> TRECHO DA PÁGINA
----

Ghostwatch foi um experimento televisivo único, exibido em outubro de 1992, na data do Halloween, foi um programa que passou na rede aberta de televisão do Reino Unido em meio a programação comum. Como houve um grande cuidado para fazer o especial ter um aspecto de ser algo ao vivo, acabou gerando uma comoção negativa e jamais foi reexibido, graças também a reação do público em geral.
Conduzido pela diretora Lesley Manning, o especial conhecido no Brasil como Vigília Paranormal, teve uma aura de lenda urbana em torno de si por anos, até ser relançado em mídia física.
Na época de sua exibição foi bastante criticado por conta de não ficar exatamente claro que era um produto ficcional, mesmo com um aviso antes da exibição – o que não ajudava tanto, uma vez que a audiência rotativa em 1992 poderia não pegar esse informe – além de ter o selo da BBC One, que é a divisão do canal voltada para dramaturgia.
Havia também um aviso telefônico no número da BBC exibido em tela – que inclusive, era o número real do canal - mas obviamente a linha telefônica foi tão acessada que foi sobrecarregado, e não dava para ouvir o tal aviso.

----

> EXTRATO DE DADOS

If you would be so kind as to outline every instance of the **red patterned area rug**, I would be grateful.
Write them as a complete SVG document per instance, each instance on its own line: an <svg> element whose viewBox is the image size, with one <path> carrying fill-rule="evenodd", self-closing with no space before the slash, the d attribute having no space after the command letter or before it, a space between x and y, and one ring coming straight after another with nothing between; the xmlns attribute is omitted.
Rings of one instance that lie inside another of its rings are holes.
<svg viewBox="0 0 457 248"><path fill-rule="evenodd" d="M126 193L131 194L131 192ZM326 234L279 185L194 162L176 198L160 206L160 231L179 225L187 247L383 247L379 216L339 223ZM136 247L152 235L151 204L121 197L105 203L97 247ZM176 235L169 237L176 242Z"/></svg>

----

> ENUNCIADO DA TAREFA
Reescreva em forma de lista, mantendo os fatos principais, o parágrafo do texto sobre Ghostwatch que começa por "Ghostwatch foi um experimento televisivo único".

> RESPOSTA
- Ghostwatch foi um experimento televisivo único, exibido no Halloween, em outubro de 1992.
- Foi transmitido na rede aberta de televisão do Reino Unido, em meio à programação comum.
- O grande cuidado em dar-lhe aparência de programa ao vivo gerou uma comoção negativa.
- Em razão disso e também da reação do público em geral, jamais foi reexibido.